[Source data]
+++++

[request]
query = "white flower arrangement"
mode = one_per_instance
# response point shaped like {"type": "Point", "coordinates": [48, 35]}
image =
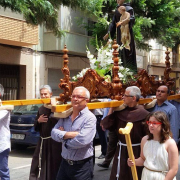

+++++

* _DIRECTIONS FOR THIS TASK_
Repeat the data exactly. No pictures should appear.

* _EXERCISE OUTPUT_
[request]
query = "white flower arrangement"
mode = one_per_instance
# response point shaped like {"type": "Point", "coordinates": [48, 35]}
image =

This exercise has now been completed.